### [Written exercise A]
Rewrite everything in the commentary from "Numbers 19:7. The" down to "transferred to them.", substituting "atoning sacrifices" for "expiatory sacrifices".

### [Passage shown]
____________________
Numbers 19:7. The priest shall wash his clothes See Leviticus 24:23; Leviticus 24:23. Bishop Patrick says, some may think it strange, that the same thing should both cleanse and pollute: but this is agreeable to the notion of all expiatory sacrifices; which, though they purified those for whom they were offered, were themselves impure, because the sins of men were, in a manner, transferred to them.

Verse 9

Numbers 19:9. A man that is clean i.e. free from any legal defilement—shall gather up the ashes; which, being taken up, were pounded and sifted, as the Jews tell us:—and it shall be kept; i.e. according to some, not for the use of that generation only, but for posterity also: for ashes, being the remainder of bodies perfectly dissolved or corrupted, are not capable of a second corruption, and so, being preserved through ages for the purposes of legal purification, till the whole stock of them was exhausted, they became a proper emblem of the everlasting efficacy of Christ's blood to purify the conscience from dead works; (Hebrews 9:13-14.); for the Jews tell us, that the ashes of one heifer was kept so long, that only nine in all were killed for this purpose while their state lasted: but this tradition of theirs, like most others, has little countenance from reason. St. Jerome and others, on the contrary, are of opinion, that the red heifer was slain every year; and indeed it is hardly conceivable, that fewer, at least, than one every year, should suffice to furnish ashes to expiate the ordinary defilements of the whole body of the people. These ashes were to be kept for a water of separation; i.e. as appears from Num 19:17 to be put into water, and so applied to the cleansing of those who were separated from the congregation for legal pollutions; and thus it was to be a purification for sin, or, according to the Hebrew, a sin-offering; an expiation for sin; see ch. Numbers 8:7.

Some of the Jews ascribed a purifying virtue to this consecrated water; but those who understood the true intention of Moses' law considered this in no other light, than as an instituted means to absolve them from legal or ceremonial defilement, which, like the rest of their washings, purifications, and sacrifices, served to represent moral purity, and the necessity of being cleansed by repentance from all filthiness of flesh and spirit, in order to a participation of the divine favor and forgiveness. This moral purpose is much more fully enforced upon Christians, by the death of Christ: For if (says the Apostle) the blood of bulls and goats, and the ashes of an heifer, sprinkling the unclean, sanctifieth to the purifying of the flesh; how much more shall the blood of Christ, who through the eternal spirit offered himself without spot to God, purge your conscience from dead works, to serve the living God?
____________________
[Items listed in a dataset]
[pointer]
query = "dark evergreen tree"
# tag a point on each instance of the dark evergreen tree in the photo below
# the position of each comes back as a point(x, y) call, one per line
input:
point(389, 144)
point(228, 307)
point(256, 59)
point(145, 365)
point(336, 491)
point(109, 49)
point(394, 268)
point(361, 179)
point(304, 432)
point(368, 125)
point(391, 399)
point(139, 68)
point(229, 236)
____________________
### [Written exercise B]
Duplicate all of the records above line for line, without any changes.

### [Written solution A]
Numbers 19:7. The priest shall wash his clothes See Leviticus 24:23; Leviticus 24:23. Bishop Patrick says, some may think it strange, that the same thing should both cleanse and pollute: but this is agreeable to the notion of all atoning sacrifices; which, though they purified those for whom they were offered, were themselves impure, because the sins of men were, in a manner, transferred to them.

### [Written solution B]
[pointer]
query = "dark evergreen tree"
# tag a point on each instance of the dark evergreen tree in the photo below
# the position of each comes back as a point(x, y) call, one per line
input:
point(389, 144)
point(228, 307)
point(256, 59)
point(145, 365)
point(336, 491)
point(109, 49)
point(394, 268)
point(361, 179)
point(304, 432)
point(368, 125)
point(391, 399)
point(139, 68)
point(229, 236)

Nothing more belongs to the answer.